BEGIN SOURCE PASSAGE

Oppression Claims Against Majority Shareholders Not Ground To Wind Up Company: NCLT Mumbai
The National Company Law Tribunal (NCLT) at Mumbai has dismissed a winding up plea against Nissan Motor India's former sales and distribution partner Hover Automotive India Pvt Ltd, holding that allegations of oppression by majority shareholders cannot justify liquidation when alternative remedies exist under the Companies Act. A coram of Judicial Member Sushil Mahadeorao Kochey and...
The National Company Law Tribunal (NCLT) at Mumbai has dismissed a winding up plea against Nissan Motor India's former sales and distribution partner Hover Automotive India Pvt Ltd, holding that allegations of oppression by majority shareholders cannot justify liquidation when alternative remedies exist under the Companies Act.
A coram of Judicial Member Sushil Mahadeorao Kochey and Technical Member Prabhat Kumar passed the order on December 11, 2025, while rejecting a petition filed by minority shareholder Gurinder Mohan Singh Nindrajog. The tribunal reiterated that winding up is a remedy of last resort and cannot be invoked to resolve shareholder disputes.
The tribunal held that complaints of exclusion from management, deadlock and loss of confidence must be pursued under the statutory mechanism for oppression and mismanagement.
“As regards contention that there is complete loss of trust, deadlock, lack of probity, and oppressive conduct by the Majority Shareholders, making it impossible for the partnership like relationship to continue, the provisions in relation to section 241-242 of the Companies Act, 2013 contain efficacious alternate remedy and this cannot be made ground to order winding up as in our considered view no dead lock can be said to exist in the present facts of the case. ,” the tribunal said.
Hover Automotive was incorporated on April 3, 2008 as a joint venture between the Nindrajog and the majority shareholders, who together hold about 73 percent of the equity. He, a promoter and minority shareholder, holds around 27 percent.
He alleged that he was forced to resign from management in February 2013 and was thereafter excluded from decision-making. He claimed that key decisions were taken unilaterally by the majority shareholders and that funds were siphoned off.
The petitioner also argued that the company lost its business purpose after the termination of its Nissan distribution agreement in February 2014. On this basis, he contended that Hover Automotive had “lost its substratum” and could no longer function as a viable company.
He further raised grievances relating to rights issues and the alleged diversion of proceeds arising from arbitration proceedings between Hover Automotive and Nissan.

END SOURCE PASSAGE
BEGIN EXTRACTED INFORMATION

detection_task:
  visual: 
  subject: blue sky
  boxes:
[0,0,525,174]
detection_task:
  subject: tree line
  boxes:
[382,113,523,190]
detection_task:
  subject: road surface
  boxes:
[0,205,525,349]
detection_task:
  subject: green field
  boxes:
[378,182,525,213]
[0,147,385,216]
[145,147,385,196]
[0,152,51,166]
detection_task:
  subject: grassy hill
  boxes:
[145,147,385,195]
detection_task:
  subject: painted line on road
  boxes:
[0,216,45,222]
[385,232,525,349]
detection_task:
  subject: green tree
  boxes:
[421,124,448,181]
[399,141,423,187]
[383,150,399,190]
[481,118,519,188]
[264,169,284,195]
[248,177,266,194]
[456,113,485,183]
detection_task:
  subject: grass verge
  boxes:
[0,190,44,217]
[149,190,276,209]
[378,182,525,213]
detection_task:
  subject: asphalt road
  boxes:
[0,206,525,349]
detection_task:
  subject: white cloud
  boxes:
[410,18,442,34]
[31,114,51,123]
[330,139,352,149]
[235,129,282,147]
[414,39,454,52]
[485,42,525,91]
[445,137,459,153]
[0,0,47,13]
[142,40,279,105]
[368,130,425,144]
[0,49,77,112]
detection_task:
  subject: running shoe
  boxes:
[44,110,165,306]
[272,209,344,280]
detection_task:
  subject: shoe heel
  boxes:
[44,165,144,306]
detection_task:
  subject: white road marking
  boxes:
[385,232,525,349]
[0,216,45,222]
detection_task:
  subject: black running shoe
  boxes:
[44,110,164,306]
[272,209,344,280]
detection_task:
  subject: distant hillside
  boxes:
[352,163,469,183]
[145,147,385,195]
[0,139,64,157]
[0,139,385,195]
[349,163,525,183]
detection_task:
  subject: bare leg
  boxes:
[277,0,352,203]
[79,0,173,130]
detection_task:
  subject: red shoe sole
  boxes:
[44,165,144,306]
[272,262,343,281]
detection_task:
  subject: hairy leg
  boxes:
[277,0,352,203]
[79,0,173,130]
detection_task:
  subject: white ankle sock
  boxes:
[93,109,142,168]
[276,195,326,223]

END EXTRACTED INFORMATION

__TASK SET__.
1. Answer these from the article on the NCLT Mumbai ruling, one line each:
(a) On what date was the order passed?
(b) About what percentage of Hover Automotive's equity does the petitioner hold?
(c) When was the Nissan distribution agreement terminated?
2. Drawing on the article about the NCLT Mumbai ruling, explain why the tribunal would not treat the claims of lost trust, deadlock and oppressive conduct as grounds for winding up the company.
3. Write the next few paragraphs of the article on the NCLT Mumbai ruling, picking up after its last sentence.

__ANSWERS PROVIDED__.
1.
(a) December 11, 2025.
(b) Around 27 percent.
(c) February 2014.

2. The tribunal held that sections 241-242 of the Companies Act, 2013 provide an efficacious alternate remedy for such complaints. It also found that no deadlock could be said to exist on the facts of the case.

3.
Opposing the plea, the company argued that winding up on "just and equitable” grounds was not maintainable where alternative remedies were available. It pointed out that disputes arising out of the shareholders' agreement were governed by an arbitration clause and could only be decided by an arbitral tribunal.
The company also submitted that allegations of oppression and mismanagement cannot justify winding up when specific remedies are provided under Sections 241 and 242 of the Companies Act. It further told the tribunal that the Nindrajog had earlier initiated insolvency proceedings against the company, which were later withdrawn, a fact that was not disclosed in the winding up petition.
Agreeing with the company, the tribunal relied on Section 273(2) of the Companies Act, which empowers it to refuse winding up where an alternative remedy exists and the petitioner acts unreasonably in seeking liquidation.
The tribunal held that loss of trust or exclusion from management does not automatically warrant winding up, particularly when such an order would affect the company's assets and the interests of other stakeholders.
It also noted that neither the company's memorandum of association nor the shareholders' agreement contained any clause requiring mandatory winding up upon termination of the Nissan distributorship.
“A winding-up on 'just and equitable' grounds can be ordered only when keeping the Company alive would harm creditors, employees, regulators, or the public. No such harm has been proved here,” the tribunal observed.
Holding that the dispute was essentially a private dispute between shareholders, the tribunal dismissed the winding up petition.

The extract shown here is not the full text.